YOUR ASSIGNMENT –
Give the records again. Keep them exact and leave out the images.

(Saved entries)
---

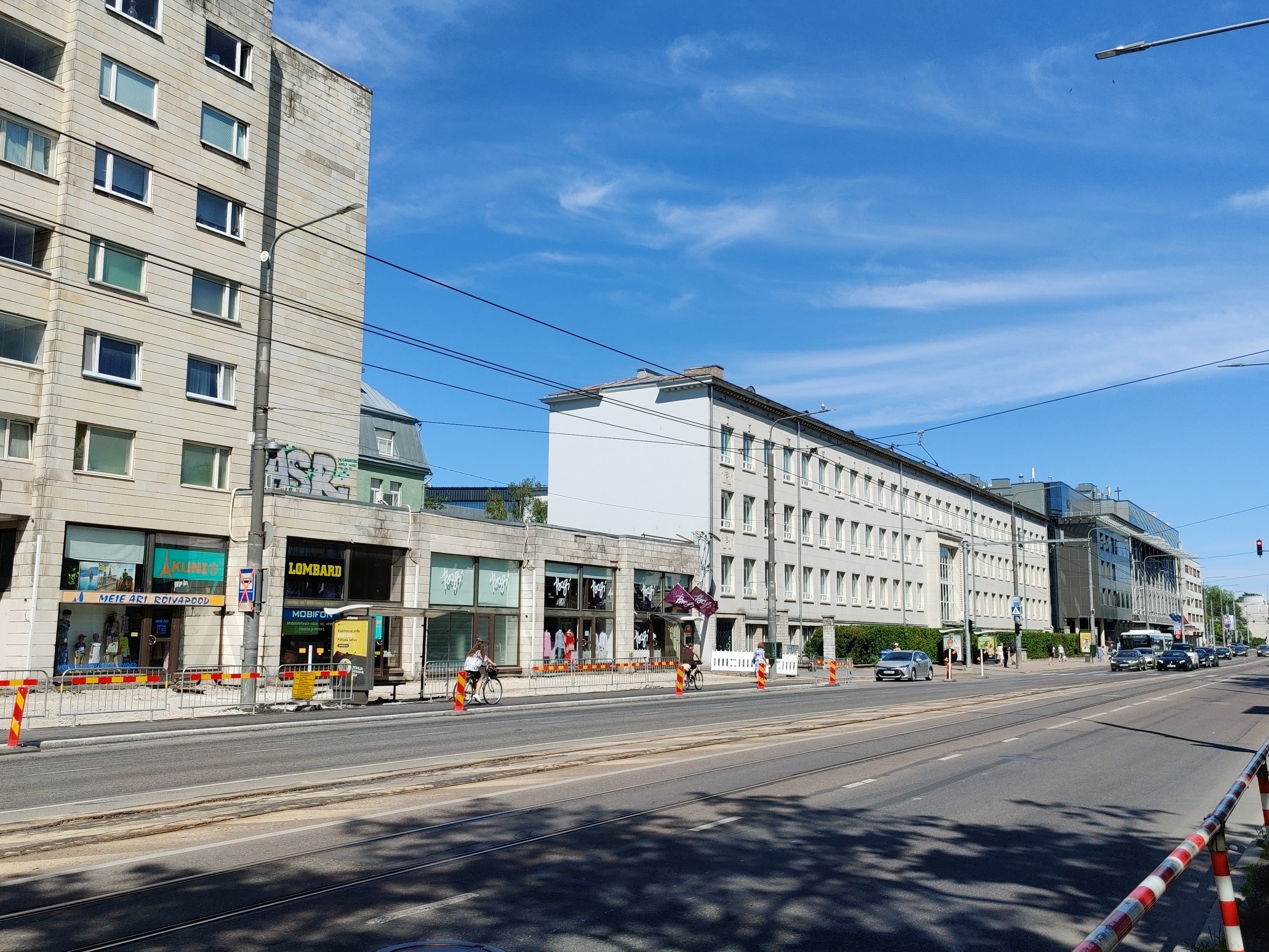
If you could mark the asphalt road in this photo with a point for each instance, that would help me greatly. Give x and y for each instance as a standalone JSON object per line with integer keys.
{"x": 1013, "y": 827}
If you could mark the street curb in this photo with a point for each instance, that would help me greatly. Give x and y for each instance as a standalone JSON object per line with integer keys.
{"x": 155, "y": 737}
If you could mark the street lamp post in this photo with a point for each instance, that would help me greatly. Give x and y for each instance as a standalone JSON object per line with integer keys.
{"x": 259, "y": 437}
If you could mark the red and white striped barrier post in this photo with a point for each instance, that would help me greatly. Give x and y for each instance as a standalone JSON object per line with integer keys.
{"x": 1225, "y": 891}
{"x": 19, "y": 704}
{"x": 461, "y": 692}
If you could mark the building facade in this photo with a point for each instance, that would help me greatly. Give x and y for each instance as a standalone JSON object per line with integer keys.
{"x": 151, "y": 150}
{"x": 863, "y": 535}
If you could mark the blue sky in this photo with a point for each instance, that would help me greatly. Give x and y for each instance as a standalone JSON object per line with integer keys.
{"x": 912, "y": 212}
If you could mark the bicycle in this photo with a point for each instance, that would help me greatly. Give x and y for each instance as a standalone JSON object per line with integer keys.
{"x": 490, "y": 691}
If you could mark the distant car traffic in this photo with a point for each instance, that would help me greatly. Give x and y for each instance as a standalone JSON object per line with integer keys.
{"x": 905, "y": 666}
{"x": 1128, "y": 661}
{"x": 1176, "y": 661}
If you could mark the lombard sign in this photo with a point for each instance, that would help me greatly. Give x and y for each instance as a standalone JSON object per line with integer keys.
{"x": 311, "y": 474}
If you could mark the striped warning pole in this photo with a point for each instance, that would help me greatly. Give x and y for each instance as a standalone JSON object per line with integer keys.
{"x": 1225, "y": 891}
{"x": 19, "y": 704}
{"x": 461, "y": 693}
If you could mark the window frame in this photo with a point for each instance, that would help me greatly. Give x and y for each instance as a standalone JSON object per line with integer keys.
{"x": 114, "y": 84}
{"x": 226, "y": 379}
{"x": 220, "y": 466}
{"x": 107, "y": 187}
{"x": 95, "y": 335}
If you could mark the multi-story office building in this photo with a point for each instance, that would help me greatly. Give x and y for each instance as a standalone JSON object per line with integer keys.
{"x": 863, "y": 533}
{"x": 1134, "y": 572}
{"x": 149, "y": 152}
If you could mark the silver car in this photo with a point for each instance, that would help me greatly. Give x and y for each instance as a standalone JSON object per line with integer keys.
{"x": 905, "y": 666}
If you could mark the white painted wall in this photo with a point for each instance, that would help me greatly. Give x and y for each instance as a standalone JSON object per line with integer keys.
{"x": 649, "y": 472}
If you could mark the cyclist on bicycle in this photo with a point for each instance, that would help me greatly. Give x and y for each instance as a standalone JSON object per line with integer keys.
{"x": 475, "y": 666}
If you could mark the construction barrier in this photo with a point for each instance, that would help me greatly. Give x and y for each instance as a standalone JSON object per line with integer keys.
{"x": 36, "y": 684}
{"x": 83, "y": 692}
{"x": 1208, "y": 836}
{"x": 213, "y": 686}
{"x": 19, "y": 703}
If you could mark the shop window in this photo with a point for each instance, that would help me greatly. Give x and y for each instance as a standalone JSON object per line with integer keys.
{"x": 22, "y": 145}
{"x": 376, "y": 574}
{"x": 126, "y": 88}
{"x": 228, "y": 51}
{"x": 144, "y": 12}
{"x": 452, "y": 581}
{"x": 105, "y": 451}
{"x": 213, "y": 296}
{"x": 315, "y": 569}
{"x": 29, "y": 50}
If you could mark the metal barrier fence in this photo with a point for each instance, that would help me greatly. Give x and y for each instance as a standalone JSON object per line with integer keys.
{"x": 216, "y": 686}
{"x": 83, "y": 692}
{"x": 36, "y": 684}
{"x": 1208, "y": 836}
{"x": 618, "y": 674}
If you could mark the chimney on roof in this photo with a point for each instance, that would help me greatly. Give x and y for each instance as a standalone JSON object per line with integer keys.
{"x": 707, "y": 371}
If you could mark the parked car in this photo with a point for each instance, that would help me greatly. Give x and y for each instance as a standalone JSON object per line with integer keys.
{"x": 905, "y": 666}
{"x": 1127, "y": 661}
{"x": 1176, "y": 661}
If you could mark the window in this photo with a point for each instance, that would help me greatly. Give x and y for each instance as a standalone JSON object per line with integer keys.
{"x": 101, "y": 450}
{"x": 111, "y": 358}
{"x": 29, "y": 50}
{"x": 16, "y": 438}
{"x": 205, "y": 466}
{"x": 126, "y": 88}
{"x": 220, "y": 214}
{"x": 121, "y": 177}
{"x": 224, "y": 132}
{"x": 23, "y": 243}
{"x": 144, "y": 12}
{"x": 213, "y": 296}
{"x": 228, "y": 53}
{"x": 210, "y": 380}
{"x": 21, "y": 338}
{"x": 23, "y": 147}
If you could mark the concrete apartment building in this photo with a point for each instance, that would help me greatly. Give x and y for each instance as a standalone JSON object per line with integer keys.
{"x": 863, "y": 533}
{"x": 151, "y": 150}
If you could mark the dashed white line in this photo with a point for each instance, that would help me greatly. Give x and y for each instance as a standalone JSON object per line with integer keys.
{"x": 716, "y": 823}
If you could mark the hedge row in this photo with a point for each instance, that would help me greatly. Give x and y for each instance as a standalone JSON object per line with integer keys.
{"x": 863, "y": 643}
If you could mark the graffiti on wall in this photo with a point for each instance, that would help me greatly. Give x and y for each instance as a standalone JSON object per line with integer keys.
{"x": 311, "y": 474}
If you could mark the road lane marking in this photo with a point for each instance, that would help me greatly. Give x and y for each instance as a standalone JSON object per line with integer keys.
{"x": 716, "y": 823}
{"x": 424, "y": 908}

---

RESULT FOR THIS TASK –
If you could mark the asphalt road in this photo with a point for each instance, that would help me greatly. Give x and y for each instance as a standalone JSON object per line with integer keys.
{"x": 1013, "y": 827}
If you could mark the street curb in this photo with a point for each instance, that would help me greatly. Give x and y for each instance as a standalone JSON object per line with integer keys.
{"x": 155, "y": 737}
If you could mark the street lamp post in this photo with a point for each instance, that would help me greatly. Give x and y for each instance as a standalone JSON object per line with integer keys.
{"x": 259, "y": 437}
If you could mark the red and white striped barrier post in this photo with a point for each instance, that would help me greatly. Give x and y for each instance as a standalone JSON object per line with integer keys.
{"x": 1225, "y": 891}
{"x": 19, "y": 704}
{"x": 461, "y": 692}
If you could mark the building facade in this photo with a point for each instance, that would help me greatly. Give x and y for each instance as a standalone JSON object per line with integer keys.
{"x": 151, "y": 150}
{"x": 863, "y": 535}
If you could mark the blue sky in this photo with a point for each instance, that would help me greatly. Give x and y for each instance as a standalone JSON object per line with integer keys.
{"x": 912, "y": 212}
If you could mark the bicycle in this photo with a point for each instance, that would help me greatly. Give x and y for each instance as a standalone JSON object per line with integer keys.
{"x": 490, "y": 691}
If you could mark the distant car traffic in this photo with a point for each instance, that would help me greatly. Give x and y for each instance as a standalone JSON object per line with integer keys.
{"x": 905, "y": 666}
{"x": 1128, "y": 661}
{"x": 1176, "y": 661}
If you could mark the lombard sign in this photo with a point for each instance, that would help me greatly. Give x and y for each instance as a standalone JSON object per line with integer keys.
{"x": 311, "y": 474}
If you could mark the striped warning pole in this photo with a point for each instance, that would help me greatly. Give x and y for each instance as a standalone JSON object per line with integer keys.
{"x": 1225, "y": 891}
{"x": 19, "y": 704}
{"x": 461, "y": 693}
If you could mark the window frame in this photo with a point for each instance, that would help me greatly. Give x and y for each instance as a standalone JSON object per line with integer keys.
{"x": 114, "y": 84}
{"x": 226, "y": 379}
{"x": 220, "y": 466}
{"x": 107, "y": 187}
{"x": 95, "y": 335}
If you could mark the multi-story office building in this photo with a point for each instance, that would help me greatly. Give x and y for each instance as a standalone JSON object per line with integer keys.
{"x": 863, "y": 533}
{"x": 1134, "y": 572}
{"x": 149, "y": 152}
If you could mark the silver car in this photo with a point for each instance, that would help me greatly. Give x and y for each instance as a standalone JSON object per line with integer keys.
{"x": 905, "y": 666}
If you could mark the white painted wall in this photo with a point for each instance, that would help me greatly. Give x and y for each instance as a standalone JSON object per line with integer keys.
{"x": 649, "y": 472}
If you could mark the cyclist on bicycle in this photo with a point for each instance, that would help me greatly. Give x and y for each instance as a standalone JSON object per line with integer keys.
{"x": 475, "y": 666}
If you could mark the construction barrier in this photo with a point for each instance, that would help me greatly. Give x and y for each instance as a standalone JSON object per line with integer keys.
{"x": 36, "y": 684}
{"x": 83, "y": 692}
{"x": 1208, "y": 836}
{"x": 213, "y": 686}
{"x": 19, "y": 703}
If you could mark the shop window in this photo with a point for each instance, that would help me greatly. Give x and y for each instance as a standalone JSON object per line with integer keys.
{"x": 22, "y": 145}
{"x": 376, "y": 574}
{"x": 126, "y": 88}
{"x": 228, "y": 51}
{"x": 144, "y": 12}
{"x": 452, "y": 581}
{"x": 105, "y": 451}
{"x": 213, "y": 296}
{"x": 315, "y": 569}
{"x": 29, "y": 50}
If you could mark the metal barrier fence in this photo with a point for each instance, that would help me greatly. Give x and y for each instance as a standalone JSON object per line with integer keys.
{"x": 216, "y": 686}
{"x": 83, "y": 692}
{"x": 36, "y": 684}
{"x": 1208, "y": 836}
{"x": 618, "y": 674}
If you could mark the chimney on roof in this photo with a point for each instance, that would help me greatly. Give x and y for each instance as a standalone JSON object per line with integer keys.
{"x": 707, "y": 371}
If you could mark the parked car in this photo with a point for each instance, that would help me greatly. Give x and y for each instance as a standalone JSON object per line with integer keys.
{"x": 905, "y": 666}
{"x": 1127, "y": 661}
{"x": 1176, "y": 661}
If you could mark the window in this photo with a point for each instance, that would help me greatly. Give x and y for each instance as a standalone JSON object per line with integer keys.
{"x": 101, "y": 450}
{"x": 111, "y": 358}
{"x": 29, "y": 50}
{"x": 16, "y": 438}
{"x": 205, "y": 466}
{"x": 126, "y": 88}
{"x": 220, "y": 214}
{"x": 121, "y": 177}
{"x": 224, "y": 132}
{"x": 23, "y": 243}
{"x": 144, "y": 12}
{"x": 213, "y": 296}
{"x": 228, "y": 53}
{"x": 210, "y": 380}
{"x": 21, "y": 338}
{"x": 23, "y": 147}
If you could mark the concrete apartment building in this photo with a point for each instance, that would help me greatly. Give x and y for each instance as a standalone JSON object per line with integer keys.
{"x": 863, "y": 533}
{"x": 151, "y": 150}
If you could mark the dashed white line in this photo with a point for each instance, that would help me greatly. Give x and y for each instance as a standalone JSON object per line with integer keys.
{"x": 716, "y": 823}
If you could mark the hedge row in this photo with a point for each instance, that would help me greatly. Give x and y for each instance as a standalone JSON object per line with integer keys.
{"x": 863, "y": 643}
If you could mark the graffiti on wall in this photo with a point for each instance, that would help me greatly. Give x and y for each instance as a standalone JSON object per line with integer keys.
{"x": 311, "y": 474}
If you could mark the road lane marking in this photo with a point for each instance, that would help me greatly. Give x and y for each instance as a standalone JSON object per line with integer keys.
{"x": 716, "y": 823}
{"x": 424, "y": 908}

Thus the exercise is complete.